Ein zentraler Punkt bei der Vereinbarkeit von Karriere und Privatleben ist die Väterkarenz: Diese nimmt in Österreich zwar langsam zu, allerdings wird sie hierzulande immer noch als finanzieller und karrieretechnischer Nachteil gesehen. In Schweden ist das Karenzsystem ähnlich aufgestellt wie in Österreich, jedoch gibt es zwischen diesen beiden Ländern signifikante Unterschiede bei der Geschlechterverteilung: Während hierzulande nur acht Prozent der Väter in Karenz gehen, nehmen dieses Angebot in Schweden rund 90 Prozent der männlichen Berufstätigen in Anspruch. Und das über alle Ebenen hinweg – vom Teilzeitangestellten bis hin zum Chef.

Dass sich die Väterkarenz hierzulande nur schleppend durchsetzt, ist teils der Unternehmenskultur geschuldet, aber auch der traditionellen Aufgabenteilung zwischen Männern und Frauen – vor allem dann, wenn das erste Kind da ist. Von einer gleichen Aufteilung der unbezahlten Betreuungsarbeit sind wir in Österreich definitiv noch weit entfernt. In unzähligen Studien wird aufgezeigt, dass Haus- und Erziehungsarbeit in Österreich nach wie vor Frauensache ist. Ich bin der festen Überzeugung, dass es seitens der Politik größere Anreize für Männer braucht, Karenzzeit zu nehmen, andererseits müssen Unternehmen die Väterkarenz auf allen Ebenen stärker mittragen. Jobgarantie – auch für Führungskräfte –, Zuschüsse für die Kinderbetreuung und das Hervorheben von Positivbeispielen können hier helfen.

§ Gestellte Aufgabe 1: Welche Zeilen der Einträge unten enthalten das Wort „bowl"? Zeige jede davon vollständig.

§ Daten dieser Übung:
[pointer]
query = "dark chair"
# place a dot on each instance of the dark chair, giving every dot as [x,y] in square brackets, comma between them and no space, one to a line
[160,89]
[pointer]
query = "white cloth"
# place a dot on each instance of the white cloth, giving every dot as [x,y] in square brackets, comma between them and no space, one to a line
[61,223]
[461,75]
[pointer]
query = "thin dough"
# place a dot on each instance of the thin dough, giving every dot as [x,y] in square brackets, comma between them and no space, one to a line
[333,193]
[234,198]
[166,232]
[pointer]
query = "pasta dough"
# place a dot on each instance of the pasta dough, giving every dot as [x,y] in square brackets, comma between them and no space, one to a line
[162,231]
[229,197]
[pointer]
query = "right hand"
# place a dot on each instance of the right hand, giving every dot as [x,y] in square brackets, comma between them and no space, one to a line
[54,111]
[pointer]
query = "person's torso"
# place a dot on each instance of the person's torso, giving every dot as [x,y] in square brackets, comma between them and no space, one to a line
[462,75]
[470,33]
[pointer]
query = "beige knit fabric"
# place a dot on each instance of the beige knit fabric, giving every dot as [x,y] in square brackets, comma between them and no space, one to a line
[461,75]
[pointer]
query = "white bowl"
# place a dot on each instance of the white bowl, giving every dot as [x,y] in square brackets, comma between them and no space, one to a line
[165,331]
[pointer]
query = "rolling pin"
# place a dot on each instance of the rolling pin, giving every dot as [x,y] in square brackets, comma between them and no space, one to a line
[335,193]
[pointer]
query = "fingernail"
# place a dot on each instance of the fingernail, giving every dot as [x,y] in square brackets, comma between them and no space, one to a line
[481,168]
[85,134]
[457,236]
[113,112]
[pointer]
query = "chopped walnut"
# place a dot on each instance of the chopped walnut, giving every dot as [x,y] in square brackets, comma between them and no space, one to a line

§ Gestellte Aufgabe 2: Warum setzt sich die Väterkarenz in Österreich laut dem Text über die Väterkarenz oben nur schleppend durch? Antworte in ein bis drei Sätzen.

§ Vollständige Ausgabe 1:
query = "white bowl"
# place a dot on each instance of the white bowl, giving every dot as [x,y] in square brackets, comma between them and no space, one to a line

§ Vollständige Ausgabe 2: Das liegt teils an der Unternehmenskultur, aber auch an der traditionellen Aufgabenteilung zwischen Männern und Frauen. Besonders deutlich wird sie, sobald das erste Kind da ist.